- [Short exercise] Copy the records from the line containing "Game engine object recognition — detect snowman" through the line containing "175, 325, 227, 488", with "AR layer" changed to "HUD layer" and nothing else altered.

- [Material for the task]
- - - - - - -

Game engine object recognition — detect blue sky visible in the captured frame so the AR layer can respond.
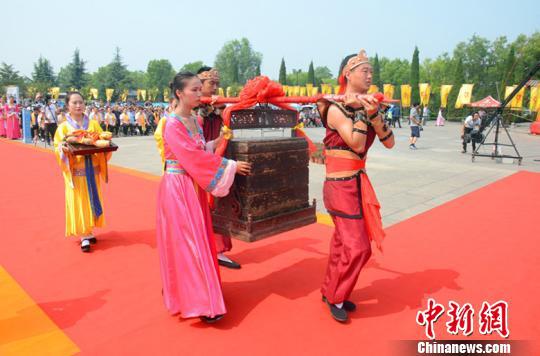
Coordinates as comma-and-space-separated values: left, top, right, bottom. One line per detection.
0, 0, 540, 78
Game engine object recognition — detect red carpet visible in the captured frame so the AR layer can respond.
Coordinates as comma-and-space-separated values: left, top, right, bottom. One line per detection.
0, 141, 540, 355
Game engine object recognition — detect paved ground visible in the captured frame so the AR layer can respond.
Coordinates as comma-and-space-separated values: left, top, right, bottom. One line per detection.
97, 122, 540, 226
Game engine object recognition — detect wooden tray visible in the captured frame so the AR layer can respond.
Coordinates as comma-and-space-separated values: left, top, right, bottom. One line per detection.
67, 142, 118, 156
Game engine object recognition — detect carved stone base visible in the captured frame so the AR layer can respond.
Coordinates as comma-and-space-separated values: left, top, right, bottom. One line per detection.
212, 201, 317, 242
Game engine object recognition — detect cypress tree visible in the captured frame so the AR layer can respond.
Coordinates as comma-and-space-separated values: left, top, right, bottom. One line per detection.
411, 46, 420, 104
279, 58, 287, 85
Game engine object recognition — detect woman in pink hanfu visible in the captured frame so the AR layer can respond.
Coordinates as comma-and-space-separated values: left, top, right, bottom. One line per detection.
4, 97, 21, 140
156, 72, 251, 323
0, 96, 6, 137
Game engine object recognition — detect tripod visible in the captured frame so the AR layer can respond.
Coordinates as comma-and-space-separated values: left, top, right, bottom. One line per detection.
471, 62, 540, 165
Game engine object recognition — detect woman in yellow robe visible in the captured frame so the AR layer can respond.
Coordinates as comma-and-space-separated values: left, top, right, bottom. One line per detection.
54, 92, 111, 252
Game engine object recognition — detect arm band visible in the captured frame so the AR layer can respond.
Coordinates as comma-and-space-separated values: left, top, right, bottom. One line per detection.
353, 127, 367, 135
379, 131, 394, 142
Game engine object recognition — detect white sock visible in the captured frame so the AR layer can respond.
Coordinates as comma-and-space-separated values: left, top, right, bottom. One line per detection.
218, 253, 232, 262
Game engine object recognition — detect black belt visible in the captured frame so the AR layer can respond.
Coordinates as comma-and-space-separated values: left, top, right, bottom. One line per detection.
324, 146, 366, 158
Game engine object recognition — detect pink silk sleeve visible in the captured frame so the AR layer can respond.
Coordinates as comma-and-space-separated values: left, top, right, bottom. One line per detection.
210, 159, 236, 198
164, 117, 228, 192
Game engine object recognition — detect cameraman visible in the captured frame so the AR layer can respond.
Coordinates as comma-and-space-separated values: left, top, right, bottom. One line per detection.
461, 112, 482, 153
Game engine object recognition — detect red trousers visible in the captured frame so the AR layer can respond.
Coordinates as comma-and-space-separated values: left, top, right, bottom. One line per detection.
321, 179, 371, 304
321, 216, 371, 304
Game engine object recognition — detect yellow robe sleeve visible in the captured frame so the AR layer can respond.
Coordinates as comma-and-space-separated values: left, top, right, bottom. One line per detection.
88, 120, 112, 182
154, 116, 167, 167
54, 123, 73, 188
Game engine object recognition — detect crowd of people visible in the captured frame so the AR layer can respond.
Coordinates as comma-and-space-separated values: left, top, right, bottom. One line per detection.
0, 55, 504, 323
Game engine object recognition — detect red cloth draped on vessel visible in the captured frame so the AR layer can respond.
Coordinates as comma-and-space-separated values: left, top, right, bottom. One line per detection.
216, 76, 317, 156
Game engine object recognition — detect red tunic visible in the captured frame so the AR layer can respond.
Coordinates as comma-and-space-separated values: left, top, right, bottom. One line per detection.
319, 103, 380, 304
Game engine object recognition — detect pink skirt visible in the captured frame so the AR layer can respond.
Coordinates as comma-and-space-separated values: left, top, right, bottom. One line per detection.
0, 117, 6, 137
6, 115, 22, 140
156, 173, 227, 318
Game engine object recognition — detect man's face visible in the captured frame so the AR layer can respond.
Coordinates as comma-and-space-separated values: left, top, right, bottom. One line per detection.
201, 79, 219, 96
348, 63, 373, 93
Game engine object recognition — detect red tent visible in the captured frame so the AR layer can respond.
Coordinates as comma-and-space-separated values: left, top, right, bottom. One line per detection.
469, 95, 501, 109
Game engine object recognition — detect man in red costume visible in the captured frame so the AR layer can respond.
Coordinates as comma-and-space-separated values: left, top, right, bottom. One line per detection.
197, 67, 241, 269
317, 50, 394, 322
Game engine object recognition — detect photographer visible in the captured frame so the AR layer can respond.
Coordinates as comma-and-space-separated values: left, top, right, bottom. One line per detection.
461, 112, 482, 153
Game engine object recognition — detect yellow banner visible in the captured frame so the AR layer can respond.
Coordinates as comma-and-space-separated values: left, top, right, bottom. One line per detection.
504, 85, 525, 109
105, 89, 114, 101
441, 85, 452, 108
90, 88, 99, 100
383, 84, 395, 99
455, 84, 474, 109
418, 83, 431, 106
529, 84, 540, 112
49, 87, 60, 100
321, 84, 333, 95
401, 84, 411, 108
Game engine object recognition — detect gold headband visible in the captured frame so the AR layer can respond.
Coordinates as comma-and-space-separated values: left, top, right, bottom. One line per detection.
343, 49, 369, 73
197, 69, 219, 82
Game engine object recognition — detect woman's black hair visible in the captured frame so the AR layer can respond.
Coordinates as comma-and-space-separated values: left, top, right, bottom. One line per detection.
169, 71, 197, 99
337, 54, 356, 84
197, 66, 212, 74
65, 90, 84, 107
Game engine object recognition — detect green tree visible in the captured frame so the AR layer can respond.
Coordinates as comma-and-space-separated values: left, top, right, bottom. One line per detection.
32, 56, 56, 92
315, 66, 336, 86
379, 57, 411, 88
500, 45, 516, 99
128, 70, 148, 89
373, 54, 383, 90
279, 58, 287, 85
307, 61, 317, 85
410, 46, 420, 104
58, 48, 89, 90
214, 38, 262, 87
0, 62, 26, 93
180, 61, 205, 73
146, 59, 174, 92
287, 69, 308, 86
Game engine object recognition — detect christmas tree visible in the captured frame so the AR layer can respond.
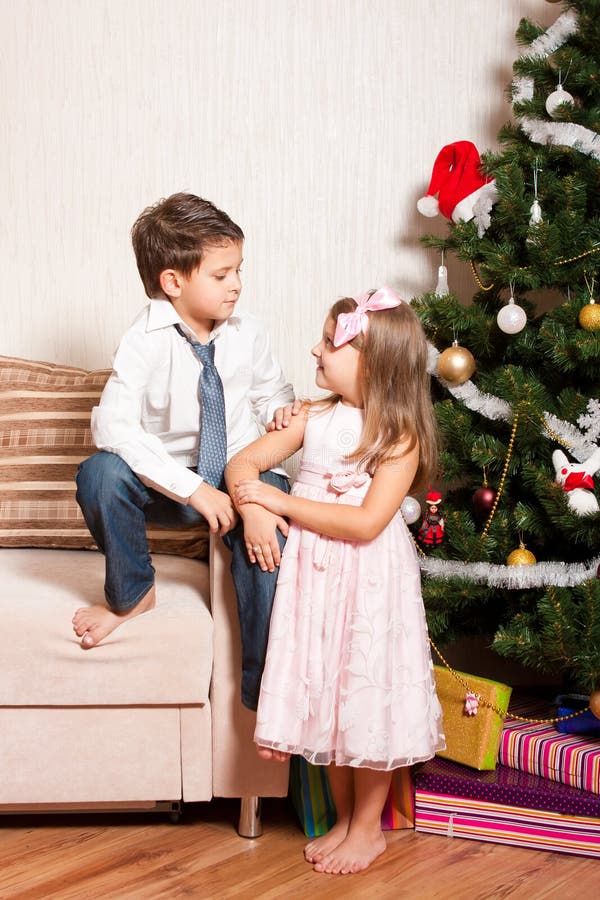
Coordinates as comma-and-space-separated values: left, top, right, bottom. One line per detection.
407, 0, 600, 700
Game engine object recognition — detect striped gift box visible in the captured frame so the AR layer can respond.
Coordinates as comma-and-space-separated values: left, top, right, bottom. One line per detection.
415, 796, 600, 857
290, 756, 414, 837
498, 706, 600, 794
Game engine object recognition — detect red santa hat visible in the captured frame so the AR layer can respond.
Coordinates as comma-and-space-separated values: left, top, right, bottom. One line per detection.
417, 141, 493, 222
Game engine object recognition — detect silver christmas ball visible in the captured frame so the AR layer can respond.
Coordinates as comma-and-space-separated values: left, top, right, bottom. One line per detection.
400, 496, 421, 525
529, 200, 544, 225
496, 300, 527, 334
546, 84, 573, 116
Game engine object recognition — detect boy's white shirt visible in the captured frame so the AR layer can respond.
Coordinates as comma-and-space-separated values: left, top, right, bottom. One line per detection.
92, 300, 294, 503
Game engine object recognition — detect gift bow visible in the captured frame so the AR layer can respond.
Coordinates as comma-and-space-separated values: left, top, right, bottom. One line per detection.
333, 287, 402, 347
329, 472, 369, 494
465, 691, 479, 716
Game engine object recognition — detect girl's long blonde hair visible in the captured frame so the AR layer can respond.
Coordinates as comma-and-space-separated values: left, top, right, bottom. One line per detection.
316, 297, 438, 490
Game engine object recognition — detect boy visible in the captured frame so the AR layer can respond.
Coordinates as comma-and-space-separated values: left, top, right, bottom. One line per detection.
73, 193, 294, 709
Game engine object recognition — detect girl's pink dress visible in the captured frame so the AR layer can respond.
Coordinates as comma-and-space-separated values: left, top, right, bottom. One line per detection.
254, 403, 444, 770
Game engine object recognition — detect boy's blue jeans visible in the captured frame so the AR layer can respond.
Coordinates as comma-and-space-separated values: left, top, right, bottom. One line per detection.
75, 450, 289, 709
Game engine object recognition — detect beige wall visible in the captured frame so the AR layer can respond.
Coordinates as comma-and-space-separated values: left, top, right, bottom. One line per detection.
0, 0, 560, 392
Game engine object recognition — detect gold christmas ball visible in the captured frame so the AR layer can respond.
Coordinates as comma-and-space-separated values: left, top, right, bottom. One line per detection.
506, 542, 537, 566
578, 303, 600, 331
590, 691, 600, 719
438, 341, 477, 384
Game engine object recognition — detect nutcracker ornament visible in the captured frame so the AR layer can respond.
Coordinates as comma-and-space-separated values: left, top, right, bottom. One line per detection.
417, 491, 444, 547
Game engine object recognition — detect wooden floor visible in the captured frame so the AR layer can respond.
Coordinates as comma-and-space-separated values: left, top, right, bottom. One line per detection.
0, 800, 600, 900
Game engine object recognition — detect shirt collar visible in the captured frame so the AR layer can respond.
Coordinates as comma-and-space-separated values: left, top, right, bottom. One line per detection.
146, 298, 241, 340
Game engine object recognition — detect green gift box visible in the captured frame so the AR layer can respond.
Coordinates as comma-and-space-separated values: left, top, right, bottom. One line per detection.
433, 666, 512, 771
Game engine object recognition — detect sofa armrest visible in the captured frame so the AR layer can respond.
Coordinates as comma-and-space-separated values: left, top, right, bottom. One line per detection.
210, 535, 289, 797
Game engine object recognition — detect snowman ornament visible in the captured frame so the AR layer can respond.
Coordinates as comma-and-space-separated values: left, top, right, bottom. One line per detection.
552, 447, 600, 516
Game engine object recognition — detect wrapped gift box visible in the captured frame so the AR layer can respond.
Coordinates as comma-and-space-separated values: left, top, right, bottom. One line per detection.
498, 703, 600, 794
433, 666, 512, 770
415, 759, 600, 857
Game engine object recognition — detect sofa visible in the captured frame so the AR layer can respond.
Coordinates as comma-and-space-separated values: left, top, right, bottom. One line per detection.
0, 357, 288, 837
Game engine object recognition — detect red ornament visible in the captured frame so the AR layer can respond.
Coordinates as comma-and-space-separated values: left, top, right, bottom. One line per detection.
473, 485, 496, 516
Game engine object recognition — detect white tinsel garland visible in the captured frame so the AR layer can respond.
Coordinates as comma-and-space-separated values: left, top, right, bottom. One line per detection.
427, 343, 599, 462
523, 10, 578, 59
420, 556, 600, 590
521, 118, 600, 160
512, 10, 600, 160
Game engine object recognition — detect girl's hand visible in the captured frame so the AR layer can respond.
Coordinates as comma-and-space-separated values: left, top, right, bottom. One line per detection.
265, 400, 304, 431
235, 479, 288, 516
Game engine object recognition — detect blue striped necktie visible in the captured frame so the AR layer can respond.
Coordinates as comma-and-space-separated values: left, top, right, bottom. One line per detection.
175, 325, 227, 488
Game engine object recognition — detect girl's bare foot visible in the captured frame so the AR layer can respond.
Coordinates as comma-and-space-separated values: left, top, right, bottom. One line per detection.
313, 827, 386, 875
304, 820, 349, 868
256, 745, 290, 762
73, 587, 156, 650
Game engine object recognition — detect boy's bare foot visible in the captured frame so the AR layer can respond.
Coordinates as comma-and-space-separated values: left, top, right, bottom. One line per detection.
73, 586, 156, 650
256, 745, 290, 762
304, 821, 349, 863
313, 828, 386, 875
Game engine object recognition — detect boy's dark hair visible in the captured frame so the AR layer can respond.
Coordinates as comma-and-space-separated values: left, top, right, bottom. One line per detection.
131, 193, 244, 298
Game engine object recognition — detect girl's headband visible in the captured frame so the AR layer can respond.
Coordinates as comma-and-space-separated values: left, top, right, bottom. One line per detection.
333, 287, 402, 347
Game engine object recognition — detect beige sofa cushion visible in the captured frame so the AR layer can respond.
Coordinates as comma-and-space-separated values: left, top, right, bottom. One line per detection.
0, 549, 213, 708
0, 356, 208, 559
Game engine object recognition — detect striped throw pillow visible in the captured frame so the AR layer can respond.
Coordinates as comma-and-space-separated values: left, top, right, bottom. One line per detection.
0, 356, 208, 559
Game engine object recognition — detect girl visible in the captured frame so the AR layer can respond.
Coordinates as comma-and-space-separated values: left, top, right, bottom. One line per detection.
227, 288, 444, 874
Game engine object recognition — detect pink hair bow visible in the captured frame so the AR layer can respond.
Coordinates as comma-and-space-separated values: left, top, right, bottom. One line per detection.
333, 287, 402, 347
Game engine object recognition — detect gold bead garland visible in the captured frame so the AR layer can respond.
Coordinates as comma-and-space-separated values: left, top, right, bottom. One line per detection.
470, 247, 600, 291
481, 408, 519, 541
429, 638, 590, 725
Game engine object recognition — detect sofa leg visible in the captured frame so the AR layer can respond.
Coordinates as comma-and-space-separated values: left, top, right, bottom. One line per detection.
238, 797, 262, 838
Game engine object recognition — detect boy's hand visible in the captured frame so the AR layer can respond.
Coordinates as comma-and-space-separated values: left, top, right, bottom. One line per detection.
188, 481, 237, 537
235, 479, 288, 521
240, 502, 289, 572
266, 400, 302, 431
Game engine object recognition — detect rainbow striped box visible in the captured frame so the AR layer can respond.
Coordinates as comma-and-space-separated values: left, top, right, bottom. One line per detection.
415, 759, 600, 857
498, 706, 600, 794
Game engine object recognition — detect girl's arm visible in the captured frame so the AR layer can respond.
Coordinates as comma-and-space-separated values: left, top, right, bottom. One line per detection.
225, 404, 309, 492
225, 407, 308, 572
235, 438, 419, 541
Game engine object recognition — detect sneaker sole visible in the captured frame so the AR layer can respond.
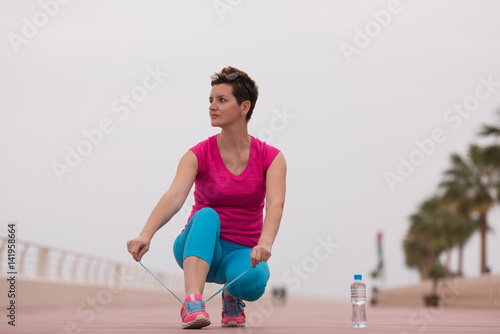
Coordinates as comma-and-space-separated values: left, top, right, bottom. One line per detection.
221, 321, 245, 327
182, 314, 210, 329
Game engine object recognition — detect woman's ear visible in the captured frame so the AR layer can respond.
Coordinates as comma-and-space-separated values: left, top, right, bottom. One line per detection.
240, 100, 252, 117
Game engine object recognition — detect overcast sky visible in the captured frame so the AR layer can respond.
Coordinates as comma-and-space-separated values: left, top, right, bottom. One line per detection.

- - - - - - -

- [Result of the task]
Game engine object recognition — detect snowman ornament visible in the captured frame so the HUD layer can respond.
Coordinates as comma-and-space-separated values: left, top, right, bottom. One line per detection.
552, 447, 600, 516
Game engine object recognition — detect wrapped gift box visible in the captured frame so the HUD layer can respond.
Coordinates as comma-and-space-separated values: left, top, right, bottom. One line per detection.
498, 703, 600, 794
433, 666, 512, 770
415, 759, 600, 857
Game engine object recognition — detect sofa visible in the captured frame so the HUD layer can respond.
Coordinates as comma-and-space-separated values: left, top, right, bottom. One line per detection.
0, 357, 288, 837
Game engine object recognition — detect red ornament visible in the captured frame so the HUD layer can respond.
Coordinates as comma-and-space-separated values: left, top, right, bottom. One line per detection.
473, 485, 496, 516
Game engine object recognition — detect white tinsel garland visible in the captured frame so the HUD layer can respond.
Coordinates as comma-and-space-separated values: left, top, right, bottom. One line per detection.
427, 343, 599, 462
523, 10, 578, 59
420, 556, 600, 590
521, 118, 600, 160
512, 10, 600, 160
Game engine object recognition — detect girl's hand visible in the captured frame so the HUD layer can respond.
Coordinates as comma-and-space-separated values: left, top, right, bottom. One line per detection.
265, 400, 304, 431
235, 479, 288, 516
Game engine object recognition — detect blue striped necktie visible in the captured frame so the HUD layer can respond.
Coordinates as comma-and-space-separated values: left, top, right, bottom. One line per detection.
175, 325, 227, 488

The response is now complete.